Monday, January 28, 2008

Say it Ain't So

I wasn't expecting to hear it, so it took me by surprise when the opthamologist at the Children's Hospital told me the babe needs eye surgery. The babe has had about seven or eight eye infections in her right eye. Strangely enough, she had a blocked tear duct in her left eye for five months after her birth. It wasn't pretty, but it did eventually go away. I never connected that she could also have a blocked duct in her right eye, and therefore hadn't realized there may be a need for surgical intervention.

We had waited a few months for this appointment. It took a few hours and involved about 4 doctor and resident type people poking around the babe's eyes. She was OK at the beginning but started melting down when they checked her out after administering dilating eye drops. When we finally saw the opthamologist we had booked the appointment with, the babe was in no mood. He had a quick look around, poked at the corner of her eye (liquid streamed out), and told me she had a blocked duct and would need surgery to clear it out. It's called "probing." Sounds like fun, right? I'd be OK with this, expect it requires the babe being put under anesthesia. I'm not such a fan of that. The thought of her lying on an operating table knocked out with people poking around her eyes with a wire is not a comforting one.

What is needed: Extend the blog post about the baby's blocked tear duct and planned eye surgery, beginning right after its final sentence.

Stored data:
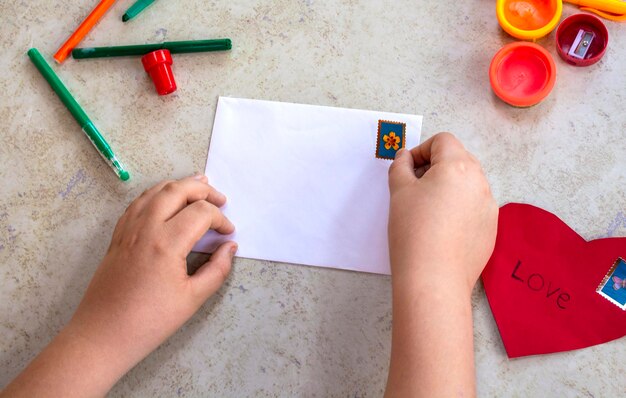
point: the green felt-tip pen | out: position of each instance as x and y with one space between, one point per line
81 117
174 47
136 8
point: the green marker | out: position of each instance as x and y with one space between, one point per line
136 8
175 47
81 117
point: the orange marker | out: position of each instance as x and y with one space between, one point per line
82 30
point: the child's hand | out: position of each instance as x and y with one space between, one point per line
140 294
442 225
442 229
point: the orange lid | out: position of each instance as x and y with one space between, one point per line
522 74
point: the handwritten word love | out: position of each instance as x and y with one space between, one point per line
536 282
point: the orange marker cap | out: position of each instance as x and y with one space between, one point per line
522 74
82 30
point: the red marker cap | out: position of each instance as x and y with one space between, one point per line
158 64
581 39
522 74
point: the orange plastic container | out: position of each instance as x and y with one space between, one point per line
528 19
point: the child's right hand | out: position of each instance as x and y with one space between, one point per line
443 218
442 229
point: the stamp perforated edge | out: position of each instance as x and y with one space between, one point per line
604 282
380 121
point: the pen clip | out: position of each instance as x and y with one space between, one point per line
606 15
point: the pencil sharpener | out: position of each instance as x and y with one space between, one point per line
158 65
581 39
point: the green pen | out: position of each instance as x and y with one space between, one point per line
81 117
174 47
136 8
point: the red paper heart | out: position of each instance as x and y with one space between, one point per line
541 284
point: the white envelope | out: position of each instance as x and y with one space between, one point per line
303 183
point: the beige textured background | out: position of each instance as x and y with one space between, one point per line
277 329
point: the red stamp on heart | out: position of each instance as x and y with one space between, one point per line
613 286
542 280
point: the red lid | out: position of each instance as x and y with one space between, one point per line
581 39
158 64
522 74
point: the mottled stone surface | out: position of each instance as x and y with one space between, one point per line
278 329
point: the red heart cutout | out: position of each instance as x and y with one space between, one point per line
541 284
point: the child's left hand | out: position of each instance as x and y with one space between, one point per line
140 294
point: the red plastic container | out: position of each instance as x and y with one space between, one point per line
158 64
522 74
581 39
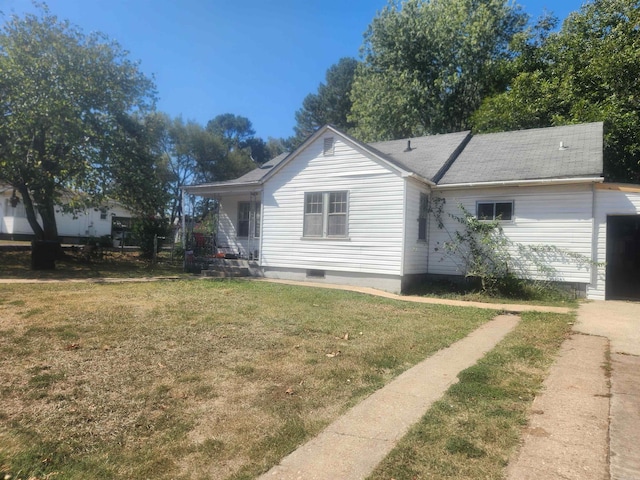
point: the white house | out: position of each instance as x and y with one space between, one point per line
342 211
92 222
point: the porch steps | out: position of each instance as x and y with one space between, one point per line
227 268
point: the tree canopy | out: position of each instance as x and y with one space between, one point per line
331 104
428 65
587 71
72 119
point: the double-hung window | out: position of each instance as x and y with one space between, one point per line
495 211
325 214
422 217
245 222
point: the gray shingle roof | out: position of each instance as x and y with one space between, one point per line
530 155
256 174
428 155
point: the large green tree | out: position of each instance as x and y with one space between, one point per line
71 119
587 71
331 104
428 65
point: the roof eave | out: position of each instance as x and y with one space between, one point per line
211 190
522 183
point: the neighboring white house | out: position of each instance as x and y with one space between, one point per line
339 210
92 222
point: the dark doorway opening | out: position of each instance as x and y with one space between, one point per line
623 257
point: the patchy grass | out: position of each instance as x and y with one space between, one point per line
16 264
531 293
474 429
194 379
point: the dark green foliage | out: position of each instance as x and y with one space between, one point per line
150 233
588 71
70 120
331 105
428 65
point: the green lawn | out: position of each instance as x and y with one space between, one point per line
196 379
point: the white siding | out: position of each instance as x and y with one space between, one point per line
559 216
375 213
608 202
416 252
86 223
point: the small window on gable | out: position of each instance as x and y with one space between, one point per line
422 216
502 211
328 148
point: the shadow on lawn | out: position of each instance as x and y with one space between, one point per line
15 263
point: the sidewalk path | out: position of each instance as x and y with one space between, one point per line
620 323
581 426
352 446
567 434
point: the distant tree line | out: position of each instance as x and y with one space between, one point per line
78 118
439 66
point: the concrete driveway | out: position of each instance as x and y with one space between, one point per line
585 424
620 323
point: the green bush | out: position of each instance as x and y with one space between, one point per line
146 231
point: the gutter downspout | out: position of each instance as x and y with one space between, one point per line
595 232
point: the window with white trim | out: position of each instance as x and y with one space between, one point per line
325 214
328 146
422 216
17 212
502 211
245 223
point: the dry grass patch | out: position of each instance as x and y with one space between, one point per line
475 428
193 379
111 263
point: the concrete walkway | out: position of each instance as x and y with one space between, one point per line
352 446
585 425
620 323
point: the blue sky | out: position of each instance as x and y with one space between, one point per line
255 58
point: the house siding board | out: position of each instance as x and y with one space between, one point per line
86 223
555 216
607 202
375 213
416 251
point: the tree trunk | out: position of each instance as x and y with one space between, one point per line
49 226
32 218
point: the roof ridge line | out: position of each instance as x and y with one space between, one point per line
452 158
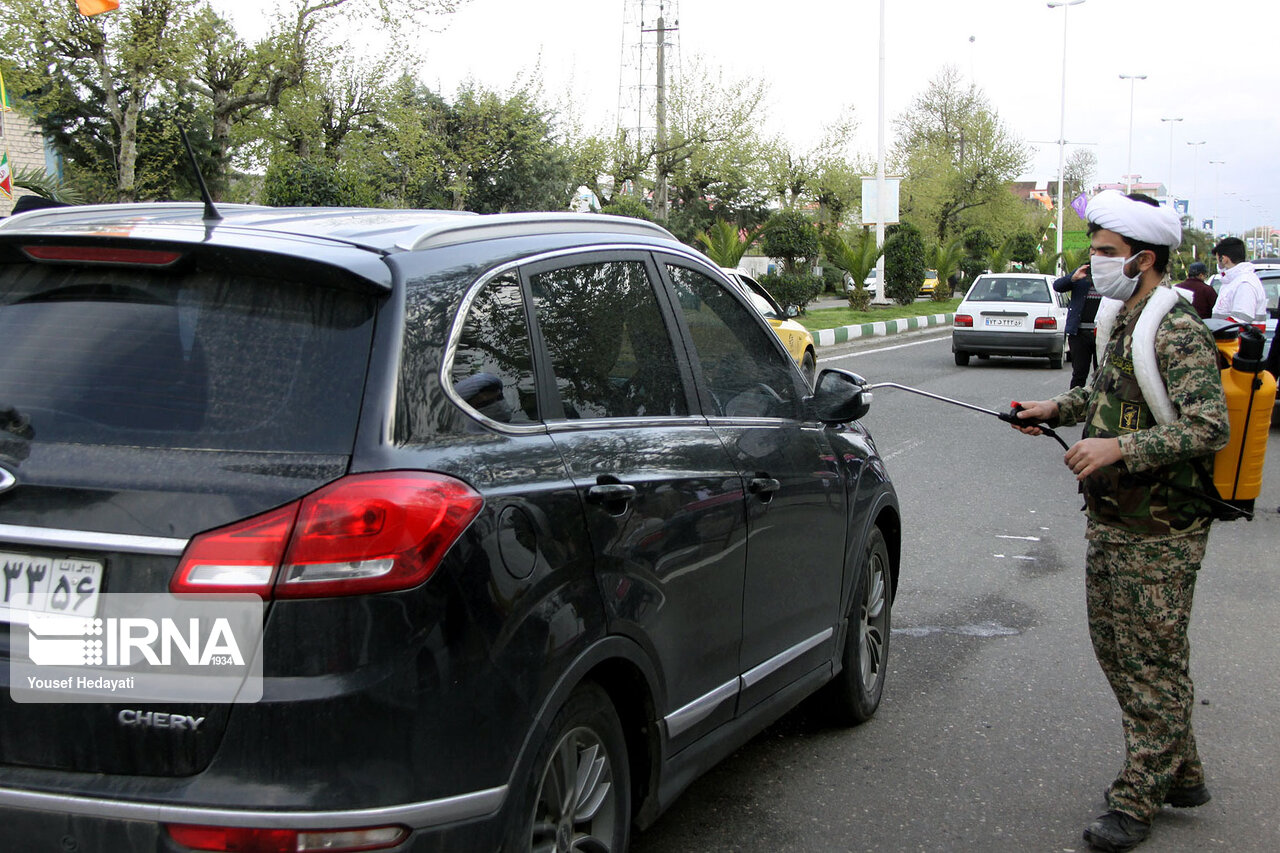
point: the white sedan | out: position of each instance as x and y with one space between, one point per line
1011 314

Task output:
Healthvisitors.com provides the following information: "This procedure is a very delicate one and is carried out under anesthetic. The child is usually allowed home the same day. It is a relatively simple and quick procedure. A small smooth wire probe is passed through the tear duct and into the nose. The surgeon confirms an open tear drainage system at the end of this procedure. There are no incisions or scarring from this operation. There is no significant post-operative discomfort."

I suppose it's not the end of the world, but it took the wind out of my sails on Friday night. As my Mom reassured me, at least we know what the problem is and can have it addressed. The doctor said it's best to get this kind of procedure done before a child's second birthday as the success rate plummets afterwards. In six to eight weeks, we'll make another trip to the hospital and have this business taken care of. Until then, I'll be grateful it's nothing worse.